··· Extract ···
The white Namibians who remained after the withdrawal of the South African military account for 6.4% (169,000) of a population of nearly 2.7 million and share their love of cattle farming with 198,000 Hereros. Their middle-class interests are significantly aligned with the commercialised and market-economic lifestyles of the 1.32 million Ovambos of the Oshana region, an area that has seen unprecedented development since independence in 1990. The white Namibians also share a language with the Rehoboth Basters, the coloured people and the Namaquas in the far south.
There can be no doubt that the Swapo government spent a lot of money in the north in an attempt to maintain its political monopoly in this part of Namibia, but a sense of competition and an affinity for risk make the Ovambos natural entrepreneurs and retailers who understand economic growth well.
This past week I drove through Oshana (Ovambo) with Western Cape jurist Lourens Ackermann and a Namibian entrepreneur, Wouter van Zijl. Namibia's roads are in extremely good condition. Our journey started at Epupa in the Kunene region on an excellent dirt road, and from there to our first stop at Ruacana's hydro energy project. From there we travelled on tarmac without potholes to Oshakati, Ongwediva and Ondangwa.
The cleanliness of these towns along the way, the sense of order, and the complexity of both formal and informal economic activity are astounding compared with what I sometimes experience in the rural parts of South Africa. The sense of complete security amid a maddening multitude of middle-class and surely also lower-middle-class Namibians who trade without ideology, provide services and have a meaningful existence, is impressive.
The country is not without its problems and flaws. Namibia Wildlife Resorts is as downbeat and dilapidated as most state-owned enterprises in South Africa. My overnight stay in Etosha's Namutoni camp should never have happened. The sordid state of the historic old German fort is a tourism disaster. However, the same can be said of most of the things the Swapo government and the ANC in South Africa manage.
Many state schools are reliant on the parents to survive, and clinics and hospitals are in a battered state in many places. Like the ANC, Swapo is corrupt and unwieldy, and the party will hopefully — and mercifully — not survive politically for another decade. The signs that the people of Namibia and South Africa are becoming increasingly sceptical of politicians are clearly to be read in election results, and we obviously have not yet lost our interests in each other.
South Africans and Namibians today are healthier, more peaceful, scholastically better equipped and more blessed with the ability to solve our problems of political power, economic monopolism and sociological survival than ever before in history. Just when I wanted to forget this, a trip through Oshana in northern Namibia reminded me of it once again. We are not our weaknesses; we are not the ANC and Swapo. Now South Africans, like our neighbours in Namibia, must work at getting our first corrupt senior politician behind bars.
···
- _Work instruction 1_: Repeat the part of the Namibia article starting with "The country is" and going on through "South Africa manage.", switching "disaster" for "catastrophe".
- _Work instruction 2_: For each of these statements, say yes or no to whether it agrees with the Namibia article, and quote the words that decide it: (a) The Ovambos of the Oshana region number 1.32 million. (b) The journey began at Ruacana's hydro energy project. (c) The writer was pleased with the overnight stay at Namutoni camp.
··· Information shown ···
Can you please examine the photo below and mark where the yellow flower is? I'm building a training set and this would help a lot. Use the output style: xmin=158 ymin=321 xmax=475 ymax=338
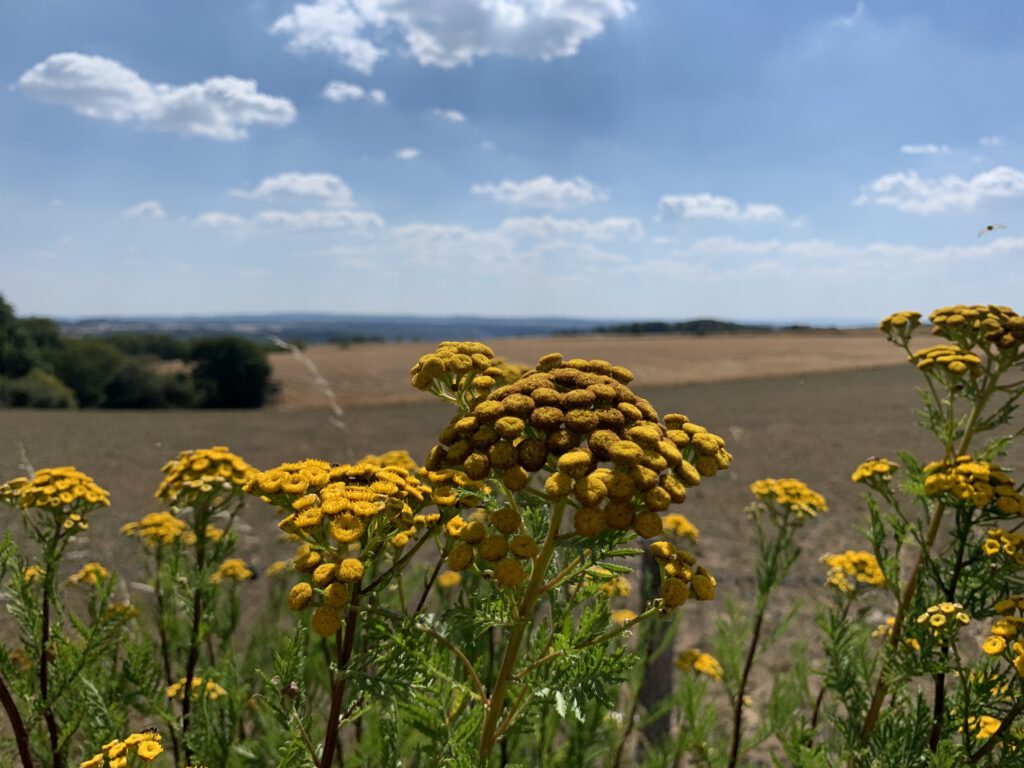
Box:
xmin=210 ymin=557 xmax=253 ymax=584
xmin=676 ymin=648 xmax=724 ymax=680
···
- _Expected output 1_:
The country is not without its problems and flaws. Namibia Wildlife Resorts is as downbeat and dilapidated as most state-owned enterprises in South Africa. My overnight stay in Etosha's Namutoni camp should never have happened. The sordid state of the historic old German fort is a tourism catastrophe. However, the same can be said of most of the things the Swapo government and the ANC in South Africa manage.

- _Expected output 2_:
(a) Yes: "the 1.32 million Ovambos of the Oshana region"
(b) No: "Our journey started at Epupa in the Kunene region"
(c) No: "My overnight stay in Etosha's Namutoni camp should never have happened."